§ Given instruction: Copy every one of the records below exactly as they appear, and leave the pictures out of your answer.

§ Listing:
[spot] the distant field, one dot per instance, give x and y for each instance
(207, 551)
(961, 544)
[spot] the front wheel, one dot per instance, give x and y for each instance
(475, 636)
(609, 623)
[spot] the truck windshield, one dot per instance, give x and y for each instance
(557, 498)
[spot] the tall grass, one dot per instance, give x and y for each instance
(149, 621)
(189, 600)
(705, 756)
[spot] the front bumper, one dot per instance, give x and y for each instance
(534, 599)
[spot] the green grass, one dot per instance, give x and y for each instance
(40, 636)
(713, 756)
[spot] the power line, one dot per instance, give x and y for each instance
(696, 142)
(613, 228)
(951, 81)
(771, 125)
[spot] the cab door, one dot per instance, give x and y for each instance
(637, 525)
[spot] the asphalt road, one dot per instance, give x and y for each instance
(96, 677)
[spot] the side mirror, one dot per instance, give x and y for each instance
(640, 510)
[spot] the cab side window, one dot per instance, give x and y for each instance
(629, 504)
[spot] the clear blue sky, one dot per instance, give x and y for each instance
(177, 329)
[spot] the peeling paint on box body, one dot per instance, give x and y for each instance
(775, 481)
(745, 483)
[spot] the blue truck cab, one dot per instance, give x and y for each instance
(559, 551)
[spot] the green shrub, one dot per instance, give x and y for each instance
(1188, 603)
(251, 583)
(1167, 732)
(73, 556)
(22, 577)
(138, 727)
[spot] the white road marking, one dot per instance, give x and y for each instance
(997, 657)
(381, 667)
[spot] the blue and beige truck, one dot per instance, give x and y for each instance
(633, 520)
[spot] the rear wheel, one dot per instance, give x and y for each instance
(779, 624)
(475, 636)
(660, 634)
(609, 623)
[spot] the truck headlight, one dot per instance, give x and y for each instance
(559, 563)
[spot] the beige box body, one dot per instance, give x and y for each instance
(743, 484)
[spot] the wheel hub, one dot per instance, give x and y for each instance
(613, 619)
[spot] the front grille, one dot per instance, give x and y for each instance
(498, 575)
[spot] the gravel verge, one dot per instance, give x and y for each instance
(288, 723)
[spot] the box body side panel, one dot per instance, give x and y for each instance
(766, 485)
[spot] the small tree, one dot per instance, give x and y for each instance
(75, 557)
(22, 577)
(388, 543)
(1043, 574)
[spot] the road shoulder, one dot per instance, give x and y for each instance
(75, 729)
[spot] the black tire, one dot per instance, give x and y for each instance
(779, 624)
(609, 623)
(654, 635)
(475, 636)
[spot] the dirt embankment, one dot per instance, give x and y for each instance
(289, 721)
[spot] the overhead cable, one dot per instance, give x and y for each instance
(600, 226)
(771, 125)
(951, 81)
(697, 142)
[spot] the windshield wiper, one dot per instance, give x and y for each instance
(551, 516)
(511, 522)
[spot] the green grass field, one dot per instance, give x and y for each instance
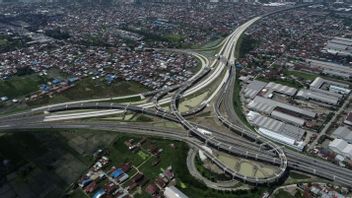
(299, 74)
(19, 86)
(283, 194)
(90, 89)
(295, 175)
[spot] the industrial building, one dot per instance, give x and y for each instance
(287, 118)
(316, 96)
(282, 89)
(339, 46)
(332, 69)
(253, 88)
(348, 119)
(173, 192)
(325, 91)
(341, 147)
(267, 106)
(279, 131)
(319, 82)
(344, 133)
(256, 87)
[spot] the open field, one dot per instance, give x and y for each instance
(90, 89)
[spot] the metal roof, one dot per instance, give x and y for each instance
(287, 118)
(290, 91)
(313, 95)
(253, 88)
(268, 105)
(173, 192)
(286, 130)
(343, 133)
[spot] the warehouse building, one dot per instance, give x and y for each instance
(340, 46)
(287, 118)
(267, 106)
(319, 82)
(316, 96)
(278, 131)
(173, 192)
(282, 89)
(348, 119)
(331, 68)
(341, 147)
(344, 133)
(253, 88)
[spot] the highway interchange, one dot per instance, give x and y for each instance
(242, 142)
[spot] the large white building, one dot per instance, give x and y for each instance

§ Completed exercise:
[spot] the distant field, one dot per instance, give x and y for each instance
(207, 551)
(961, 544)
[spot] the front wheel, one dot per instance, give x and y for each instance
(475, 636)
(609, 623)
[spot] the truck windshield, one dot per instance, give x and y for each instance
(557, 498)
[spot] the tall grass, one dot per instance, give x and y for each instance
(149, 621)
(189, 600)
(705, 756)
[spot] the front bumper, one dot per instance, give x and y for each instance
(534, 599)
[spot] the green grass, one dot per instance, give x and y for each instance
(40, 636)
(713, 756)
[spot] the power line, one dot per instance, give x and y for each instance
(696, 142)
(613, 228)
(951, 81)
(771, 125)
[spot] the cab door, one dot per instance, give x and y for each instance
(637, 525)
[spot] the asphalt road, one dot per instance, give x and y for each instance
(96, 677)
[spot] the side mirror, one dot per instance, give x and y for each instance
(640, 510)
[spot] the cab side window, one dot per instance, give x and y for each instance
(629, 504)
[spot] the clear blue sky, one dot per instance, give x and y for each instance
(177, 329)
[spot] the peeling paint on box body, one dot per instance, give x and y for each instance
(775, 481)
(745, 483)
[spot] the blue truck cab, one dot per instance, give x and y for each instance
(559, 551)
[spot] the green shrub, one dot per instance, give x and y for each instance
(1188, 603)
(251, 583)
(1167, 732)
(73, 556)
(22, 577)
(138, 727)
[spot] the white road marking, one dot per instance, give x and y for each instance
(997, 657)
(381, 667)
[spot] the blue and beige truck, one dot per instance, give x and y for each instance
(633, 520)
[spot] the rear wheel, one dot per instance, give x and y for each instance
(779, 624)
(475, 636)
(660, 634)
(609, 623)
[spot] the truck headlight, one dot per instance, give x and y for each instance
(559, 563)
[spot] the beige box body, one dot per instance, give x and y for each instance
(743, 484)
[spot] the wheel hub, one dot per instance, give x and y for each instance
(613, 619)
[spot] the front grille, one dot per instance, give x and y for each instance
(498, 575)
[spot] the gravel verge, one dot per instance, give x and y for each instance
(288, 723)
[spot] the box body side panel, one dot per instance, give x and y for each instance
(766, 485)
[spot] the small tree, one dot per instance, give x and y for each instance
(75, 557)
(22, 577)
(388, 543)
(1043, 574)
[spot] the road shoulder, one dot per instance, give x and y for each instance
(75, 729)
[spot] the black tire, one dot per instance, give x and y for each instance
(779, 624)
(609, 623)
(654, 635)
(475, 636)
[spot] the dirt embankment, one dot per instance, give x and y for each instance
(289, 721)
[spot] the overhead cable, one dot per instance, give x and y for each instance
(600, 226)
(771, 125)
(951, 81)
(697, 142)
[spot] the windshield wiper, one dot per instance, give x and y for each instance
(551, 516)
(511, 522)
[spot] the green grass field, one dot per instance, give x and y for each instance
(299, 74)
(19, 86)
(283, 194)
(90, 89)
(295, 175)
[spot] the industrial building, one dot per instance, give x and y for each instance
(287, 118)
(316, 96)
(282, 89)
(339, 46)
(332, 69)
(253, 88)
(348, 119)
(173, 192)
(325, 91)
(341, 147)
(267, 106)
(279, 131)
(319, 82)
(344, 133)
(256, 87)
[spot] the open field, one dot per instance, give x and y for each instance
(90, 89)
[spot] the metal roof, one dot per instance, give x and y for each instance
(287, 118)
(290, 91)
(313, 95)
(253, 88)
(268, 105)
(173, 192)
(286, 130)
(343, 133)
[spot] the warehouse building, one dot per instance, give x and y for each instance
(340, 46)
(287, 118)
(267, 106)
(319, 82)
(316, 96)
(278, 131)
(173, 192)
(282, 89)
(348, 119)
(331, 68)
(341, 147)
(344, 133)
(253, 88)
[spot] the highway interchange, one dot per instance, give x and y for each instance
(242, 142)
[spot] the large white building, one dot per instance, give x and y for each instance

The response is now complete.